• **Brief A**:
In the passage on debt and disability, copy the text starting at "Often building societies" and ending at "these essential services.".
• **Brief B**:
Answer these questions from the passage on debt and disability:
(i) From which department can you often seek help paying the interest on your mortgage?
(ii) Which payments may your local council office let you defer?
(iii) Whom should you contact to learn more about neighborhood Law Centres?

• **Exercise passage**:
********
Often building societies are prepared to suspend your payments for a few months to give you a chance to sort out your finances. It is extra helpful if you can have a social worker explain your situation in a report to give it extra validity in their eyes. You can also seek to extend your mortgage term in order to pay less monthly or even get it arranged so that you make interest-only payments in order to reduce your monthly expenses. You can often seek help paying the interest on your mortgage from the Department of Social Security.
If you speak with your local council office you may be able to defer your council tax payments and even get in touch with your local gas, water, telephone and electricity providers if you are experiencing difficulty making payments for these essential services.
If you have a neighborhood Law Centre near you, they may be able to advise you on issues regarding repayments. Get in touch with the Law Centres Foundation to learn more.
The Impact from Disability-related Debt on Those Caring for Disabled People
Giving care to a disabled individual can be both emotionally and physically demanding, especially in cases where there is no additional support or respite care. It can be exceedingly difficult for those caring for the disabled person to reduce debt problems by seeking work because they are severely limited by the need to care for the person and lack appropriate and affordable alternatives to the care they provide, not to mention adequate support for the recipient of that care.
********
• **Dataset section**:
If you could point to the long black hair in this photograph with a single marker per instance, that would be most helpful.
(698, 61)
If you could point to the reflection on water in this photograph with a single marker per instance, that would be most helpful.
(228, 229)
********
• **Your response A**:
Often building societies are prepared to suspend your payments for a few months to give you a chance to sort out your finances. It is extra helpful if you can have a social worker explain your situation in a report to give it extra validity in their eyes. You can also seek to extend your mortgage term in order to pay less monthly or even get it arranged so that you make interest-only payments in order to reduce your monthly expenses. You can often seek help paying the interest on your mortgage from the Department of Social Security.
If you speak with your local council office you may be able to defer your council tax payments and even get in touch with your local gas, water, telephone and electricity providers if you are experiencing difficulty making payments for these essential services.

• **Your response B**:
(i) The Department of Social Security.
(ii) Council tax payments.
(iii) The Law Centres Foundation.